[Location identification items]
:::::
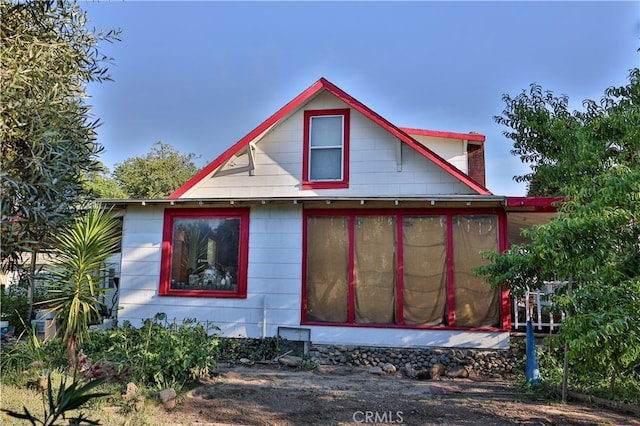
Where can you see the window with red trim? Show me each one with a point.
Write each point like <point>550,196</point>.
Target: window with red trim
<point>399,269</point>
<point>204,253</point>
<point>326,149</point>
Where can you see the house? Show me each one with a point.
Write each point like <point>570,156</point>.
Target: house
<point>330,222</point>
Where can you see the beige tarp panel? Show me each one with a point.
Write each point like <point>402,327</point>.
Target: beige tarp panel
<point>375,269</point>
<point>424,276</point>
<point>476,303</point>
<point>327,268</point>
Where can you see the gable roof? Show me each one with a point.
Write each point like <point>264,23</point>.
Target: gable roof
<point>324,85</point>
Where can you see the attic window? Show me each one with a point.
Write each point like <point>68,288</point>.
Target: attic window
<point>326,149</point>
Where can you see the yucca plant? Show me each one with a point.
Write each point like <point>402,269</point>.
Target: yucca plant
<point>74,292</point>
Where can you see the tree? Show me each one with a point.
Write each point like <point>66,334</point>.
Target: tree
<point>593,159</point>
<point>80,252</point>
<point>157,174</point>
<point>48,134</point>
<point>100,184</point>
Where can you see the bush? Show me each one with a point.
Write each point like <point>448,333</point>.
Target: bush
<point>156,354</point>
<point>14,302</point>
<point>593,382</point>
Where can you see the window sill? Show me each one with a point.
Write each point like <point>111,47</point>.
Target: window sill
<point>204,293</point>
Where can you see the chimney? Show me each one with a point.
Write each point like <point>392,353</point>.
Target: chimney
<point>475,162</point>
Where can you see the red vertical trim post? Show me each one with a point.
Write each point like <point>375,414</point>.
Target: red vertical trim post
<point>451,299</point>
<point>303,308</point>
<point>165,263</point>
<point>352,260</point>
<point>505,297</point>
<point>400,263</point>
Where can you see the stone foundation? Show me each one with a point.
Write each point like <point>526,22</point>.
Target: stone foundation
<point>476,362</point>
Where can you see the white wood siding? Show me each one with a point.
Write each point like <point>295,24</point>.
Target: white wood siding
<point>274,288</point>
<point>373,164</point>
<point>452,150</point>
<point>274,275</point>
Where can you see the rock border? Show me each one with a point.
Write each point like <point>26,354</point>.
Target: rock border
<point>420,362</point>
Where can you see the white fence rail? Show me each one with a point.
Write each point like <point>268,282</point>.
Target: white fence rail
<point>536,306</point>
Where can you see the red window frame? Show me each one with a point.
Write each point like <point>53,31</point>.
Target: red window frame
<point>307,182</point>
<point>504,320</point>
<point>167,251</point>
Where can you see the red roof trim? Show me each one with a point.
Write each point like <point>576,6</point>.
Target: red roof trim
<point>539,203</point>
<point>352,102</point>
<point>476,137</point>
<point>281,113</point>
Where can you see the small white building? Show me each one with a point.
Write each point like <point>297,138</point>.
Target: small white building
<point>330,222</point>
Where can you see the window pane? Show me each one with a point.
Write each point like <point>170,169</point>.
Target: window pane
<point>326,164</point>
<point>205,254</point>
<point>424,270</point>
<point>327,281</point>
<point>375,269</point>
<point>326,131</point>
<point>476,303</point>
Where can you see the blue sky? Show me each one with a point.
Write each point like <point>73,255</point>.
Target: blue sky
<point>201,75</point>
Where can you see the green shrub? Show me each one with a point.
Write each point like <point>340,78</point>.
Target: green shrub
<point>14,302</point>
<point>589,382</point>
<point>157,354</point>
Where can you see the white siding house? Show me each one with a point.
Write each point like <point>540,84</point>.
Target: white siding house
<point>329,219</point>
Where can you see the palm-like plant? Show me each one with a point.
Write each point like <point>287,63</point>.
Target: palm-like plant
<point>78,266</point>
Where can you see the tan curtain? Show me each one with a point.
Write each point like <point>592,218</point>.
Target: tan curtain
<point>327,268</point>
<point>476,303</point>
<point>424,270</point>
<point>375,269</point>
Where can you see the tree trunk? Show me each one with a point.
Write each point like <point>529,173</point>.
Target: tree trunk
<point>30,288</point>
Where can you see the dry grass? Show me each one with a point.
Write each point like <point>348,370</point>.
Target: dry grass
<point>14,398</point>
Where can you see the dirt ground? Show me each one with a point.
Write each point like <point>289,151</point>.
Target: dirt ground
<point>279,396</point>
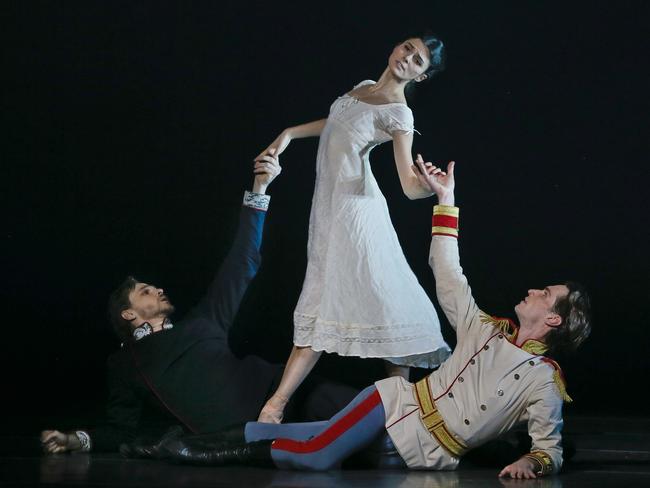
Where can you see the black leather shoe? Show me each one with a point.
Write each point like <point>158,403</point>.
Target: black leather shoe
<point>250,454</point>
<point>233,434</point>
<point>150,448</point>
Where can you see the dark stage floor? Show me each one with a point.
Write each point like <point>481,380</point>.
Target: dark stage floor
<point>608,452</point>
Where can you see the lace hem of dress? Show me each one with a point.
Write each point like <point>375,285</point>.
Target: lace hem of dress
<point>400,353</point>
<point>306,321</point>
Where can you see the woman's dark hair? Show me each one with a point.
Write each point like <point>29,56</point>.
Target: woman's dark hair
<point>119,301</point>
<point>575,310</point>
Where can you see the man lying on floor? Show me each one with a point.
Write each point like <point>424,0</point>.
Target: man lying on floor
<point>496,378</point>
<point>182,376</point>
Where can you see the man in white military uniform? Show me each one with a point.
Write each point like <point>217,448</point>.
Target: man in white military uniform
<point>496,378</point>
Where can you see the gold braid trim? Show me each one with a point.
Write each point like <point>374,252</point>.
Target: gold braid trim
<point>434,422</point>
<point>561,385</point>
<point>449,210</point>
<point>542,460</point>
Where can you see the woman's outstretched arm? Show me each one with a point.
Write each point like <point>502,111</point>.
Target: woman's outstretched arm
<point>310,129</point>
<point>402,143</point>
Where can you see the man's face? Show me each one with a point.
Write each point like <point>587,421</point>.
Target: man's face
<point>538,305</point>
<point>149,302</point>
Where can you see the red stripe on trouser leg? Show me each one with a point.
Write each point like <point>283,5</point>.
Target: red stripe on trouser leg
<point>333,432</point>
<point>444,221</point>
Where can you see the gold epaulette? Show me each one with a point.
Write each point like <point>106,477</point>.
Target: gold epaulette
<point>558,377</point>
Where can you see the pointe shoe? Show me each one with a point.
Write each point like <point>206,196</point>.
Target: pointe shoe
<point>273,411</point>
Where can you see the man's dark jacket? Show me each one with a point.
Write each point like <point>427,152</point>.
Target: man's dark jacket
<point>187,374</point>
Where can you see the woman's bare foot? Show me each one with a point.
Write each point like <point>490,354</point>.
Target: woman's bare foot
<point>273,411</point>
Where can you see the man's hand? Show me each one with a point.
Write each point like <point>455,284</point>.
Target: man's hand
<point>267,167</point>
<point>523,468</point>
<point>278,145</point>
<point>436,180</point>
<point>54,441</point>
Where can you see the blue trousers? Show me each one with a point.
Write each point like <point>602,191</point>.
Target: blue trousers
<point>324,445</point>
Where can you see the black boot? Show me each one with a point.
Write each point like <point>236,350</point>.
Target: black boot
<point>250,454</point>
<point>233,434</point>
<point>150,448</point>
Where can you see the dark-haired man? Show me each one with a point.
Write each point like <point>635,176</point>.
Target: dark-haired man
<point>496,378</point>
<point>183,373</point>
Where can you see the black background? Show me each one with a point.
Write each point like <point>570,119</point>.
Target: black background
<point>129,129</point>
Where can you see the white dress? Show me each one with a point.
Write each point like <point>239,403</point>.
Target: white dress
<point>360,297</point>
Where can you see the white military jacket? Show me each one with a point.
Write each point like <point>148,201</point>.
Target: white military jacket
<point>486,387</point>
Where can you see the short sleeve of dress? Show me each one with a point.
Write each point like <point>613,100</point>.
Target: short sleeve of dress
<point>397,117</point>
:::::
- The task:
Please rewrite the material above with "Show me each one with a point" replaced by "Mark every one with a point" everywhere it occurs, changing nothing else, and omit the pictures from your answer.

- Solution:
Where can you see the window with red trim? Mark every one with a point.
Write each point like <point>550,196</point>.
Target: window with red trim
<point>399,269</point>
<point>204,253</point>
<point>326,149</point>
Where can you see the house? Mark every one with a point.
Write each point like <point>570,156</point>.
Target: house
<point>330,222</point>
Where can you see the beige tarp panel? Mark every one with a point.
Write each point like <point>402,327</point>.
Target: beige tarp panel
<point>375,269</point>
<point>424,276</point>
<point>476,303</point>
<point>327,268</point>
Where can you see the gable roof? Mark every one with a point.
Write each point like <point>264,23</point>.
Target: gable roof
<point>324,85</point>
Where can you see the attic window? Mark every one with a point.
Write each point like <point>68,288</point>.
Target: attic window
<point>326,149</point>
Where can you see the yucca plant? Mark every one with a point.
Write each point like <point>402,269</point>.
Target: yucca plant
<point>74,292</point>
Where can you see the tree? Mark every one with a point.
Write each point like <point>66,334</point>.
Target: tree
<point>593,159</point>
<point>80,252</point>
<point>157,174</point>
<point>48,134</point>
<point>100,184</point>
Where can you see the bush? Mark every one with a point.
Write each point like <point>448,333</point>.
Target: bush
<point>156,354</point>
<point>14,302</point>
<point>593,382</point>
Where can you see the window sill? Mark every one with a point.
Write each point like <point>111,47</point>.
Target: window sill
<point>204,293</point>
Where can you see the chimney? Mark every one with a point.
Write each point like <point>392,353</point>.
Target: chimney
<point>475,162</point>
Where can you see the red vertical trim post? Mark every one with a point.
Write each point like <point>375,414</point>.
Target: red vertical trim post
<point>451,299</point>
<point>303,308</point>
<point>165,263</point>
<point>352,260</point>
<point>505,297</point>
<point>400,263</point>
Where can you see the stone foundation? Mark every one with a point.
Write each point like <point>526,22</point>.
Target: stone foundation
<point>476,362</point>
Where can you see the white wood siding? Mark every one with a point.
Write each point like <point>295,24</point>.
Target: white wood siding
<point>274,288</point>
<point>373,164</point>
<point>452,150</point>
<point>274,275</point>
Where can you see the rock border? Mark every one with a point.
Write each point like <point>26,354</point>.
Target: rock border
<point>420,362</point>
Where can you see the white fence rail? Mark every one with a point.
Write each point like <point>268,282</point>.
Target: white fence rail
<point>536,306</point>
Where can you see the red window frame? Mark every one with a point.
Write each point like <point>53,31</point>.
Target: red window frame
<point>307,182</point>
<point>504,320</point>
<point>167,251</point>
Where can you see the red roof trim? Mark every one with a point.
Write each point like <point>576,6</point>.
Target: red roof trim
<point>539,203</point>
<point>352,102</point>
<point>476,137</point>
<point>281,113</point>
Where can you see the small white building? Mark every one with a point.
Write each point like <point>297,138</point>.
Target: small white building
<point>330,222</point>
Where can you see the window pane? Mark every one with a point.
Write each point like <point>170,169</point>.
Target: window pane
<point>326,164</point>
<point>205,254</point>
<point>424,270</point>
<point>327,281</point>
<point>375,269</point>
<point>326,131</point>
<point>476,303</point>
Where can you see the blue sky? Mark every one with a point.
Write each point like <point>73,255</point>.
Target: blue sky
<point>201,75</point>
Where can you see the green shrub? Mark every one with a point.
Write each point like <point>340,78</point>.
Target: green shrub
<point>14,302</point>
<point>589,382</point>
<point>157,354</point>
Where can you see the white siding house? Mark every one with a point.
Write each point like <point>540,84</point>.
Target: white siding house
<point>329,219</point>
Where can you see the palm-like plant? Mark every one with a point.
Write each point like <point>287,63</point>.
Target: palm-like plant
<point>78,266</point>
Where can you see the tan curtain? Mark every one with a point.
Write each point like <point>592,218</point>.
Target: tan curtain
<point>327,268</point>
<point>476,303</point>
<point>424,270</point>
<point>375,269</point>
Where can you see the tree trunk? Mark every one with a point.
Write each point like <point>529,173</point>.
Target: tree trunk
<point>30,288</point>
Where can you see the dry grass? Mark every one with a point.
Write each point like <point>348,370</point>.
Target: dry grass
<point>14,398</point>
Where can you see the dirt ground? Mark every one with a point.
Write each point like <point>289,151</point>.
Target: dirt ground
<point>279,396</point>
Where can you see the black leather shoe? Mark every one with a point.
Write each point like <point>158,403</point>.
Target: black leather shoe
<point>250,454</point>
<point>233,434</point>
<point>150,448</point>
Where can you see the dark stage floor? Mark every one with a point.
Write each point like <point>481,380</point>.
Target: dark stage floor
<point>608,452</point>
Where can you see the lace hem of dress? Mark every one with a point.
Write each point like <point>375,285</point>.
Target: lace hem of dress
<point>400,353</point>
<point>306,321</point>
Where can you see the woman's dark hair? Mark every one with a point.
Write each point like <point>29,56</point>.
Target: woman's dark hair
<point>119,301</point>
<point>575,310</point>
Where can you see the man lying on floor? Mark every one with a point.
Write each point like <point>424,0</point>.
Target: man lying on floor
<point>496,378</point>
<point>182,376</point>
Where can you see the man in white military uniform? Mark every one with a point.
Write each point like <point>217,448</point>.
Target: man in white military uniform
<point>496,378</point>
Where can you see the gold braid trim? Mark every one with a point.
Write each point like <point>374,252</point>.
Target: gold braid trim
<point>434,422</point>
<point>561,385</point>
<point>449,210</point>
<point>542,460</point>
Where can you see the woman's outstretched arm? Mark every one with a point.
Write each point like <point>502,111</point>.
Target: woman's outstretched arm
<point>310,129</point>
<point>402,143</point>
Where can you see the man's face? Mark every one with a point.
Write each point like <point>587,421</point>.
Target: man's face
<point>538,305</point>
<point>149,302</point>
Where can you see the red stripe on trouser leg? Mark every one with a point.
Write each point like <point>283,5</point>.
Target: red stripe on trouser leg
<point>333,432</point>
<point>444,221</point>
Where can you see the gold epaulette? Mark every one with a point.
Write each point like <point>106,477</point>.
Target: gold epaulette
<point>558,377</point>
Where can you see the pointe shoe? Mark every one with a point.
Write each point like <point>206,196</point>.
Target: pointe shoe
<point>273,411</point>
Where can you see the man's dark jacket? Mark every one with a point.
Write each point like <point>427,152</point>.
Target: man's dark jacket
<point>187,374</point>
Where can you see the woman's bare foot? Mark every one with a point.
Write each point like <point>490,354</point>.
Target: woman's bare foot
<point>273,411</point>
Where can you see the man's hand? Mark every one with a point.
Write each point like <point>455,284</point>.
Target: man's hand
<point>267,167</point>
<point>523,468</point>
<point>278,145</point>
<point>436,180</point>
<point>54,441</point>
Where can you see the blue trousers? Mark every one with a point.
Write each point like <point>602,191</point>.
Target: blue trousers
<point>324,445</point>
Where can you see the black boot? Mark every one with a point.
Write each point like <point>236,350</point>.
Target: black boot
<point>250,454</point>
<point>233,434</point>
<point>150,448</point>
Where can you see the dark-haired man? Mark every one with a point.
Write each point like <point>635,176</point>.
Target: dark-haired man
<point>496,378</point>
<point>183,373</point>
Where can you see the black background? Mark every one with a point.
Write each point like <point>570,119</point>.
Target: black background
<point>129,129</point>
Where can you see the white dress? Mark every one with a point.
Write each point like <point>239,403</point>.
Target: white dress
<point>360,297</point>
Where can you see the white military jacket? Mark every one with a point.
Write each point like <point>148,201</point>.
Target: white military jacket
<point>486,387</point>
Where can you see the short sleeve of dress? Mark every one with a point.
Write each point like <point>613,100</point>.
Target: short sleeve of dress
<point>397,117</point>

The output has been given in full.